*Document text*.
** BEGIN **

I know, I know, I know! You're right in thinking that I swore I wasn't going to waste my time at Glee ever again, that the 2012 staging of the annual Garden and Landscaping event had been so incredibly poor and underwhelming, I put it in print on this very website that I'd never sacrifice another late September day for this derisory crap-fest, that I would find some paint that needed supervising during its drying process rather than waste time, fuel and over a tenner on the M6 Toll Licensed Robbery that it costs to have ones idealism crushed beneath the tidal wave of tat to which Glee has succumbed in recent years. So why am I here again?
Lame excuse, I admit, but an old friend called to tell me he's retiring and this would be his last ever visit to the caverns of consumerism before he replaces his order book with a fishing boat and sales off into a Welsh lake in search of the monster pike which has eluded him for the last 20 years. It would be great to grab a last ever barely-drinkable NEC tea and put the world to rights one final time.
Wandering around the much-shrunk Hall 4, once a cathedral of hard landscaping optimism but now barely a side-chapel, the overwhelming sense is that the event and all its exhibitors have completely, totally and utterly sold out to the seemingly unstoppable march of the garden centres. Respectable brands, with quality products, were showing selections specifically tailored to the "I'll get three in the boot of me car" impulse buyer who whiles away the weekend browsing the sub-lets, the Scottish-ish Woollen Mills, the US-ian Golf Bat Shops, the overpriced caff and the frickin' futile furniture which clogs the floor space of any medium-sized garden centre these days. Oh, and there might be some plants to see.

** END **

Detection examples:
** BEGIN **

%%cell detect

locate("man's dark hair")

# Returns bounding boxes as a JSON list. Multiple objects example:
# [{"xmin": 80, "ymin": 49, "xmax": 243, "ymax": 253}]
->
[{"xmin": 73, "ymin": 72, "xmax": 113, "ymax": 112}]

** END **

*Instructions*.
1. In the Glee review, what does the retiring friend hope to catch in a Welsh lake?
2. Repeat the part of the Glee review that opens with "I know, I know, I" and closes with "I here again?", swapping "tenner" for "ten pounds".

*Outputs*.
1. The monster pike that has eluded him for the last 20 years.

2.
I know, I know, I know! You're right in thinking that I swore I wasn't going to waste my time at Glee ever again, that the 2012 staging of the annual Garden and Landscaping event had been so incredibly poor and underwhelming, I put it in print on this very website that I'd never sacrifice another late September day for this derisory crap-fest, that I would find some paint that needed supervising during its drying process rather than waste time, fuel and over a ten pounds on the M6 Toll Licensed Robbery that it costs to have ones idealism crushed beneath the tidal wave of tat to which Glee has succumbed in recent years. So why am I here again?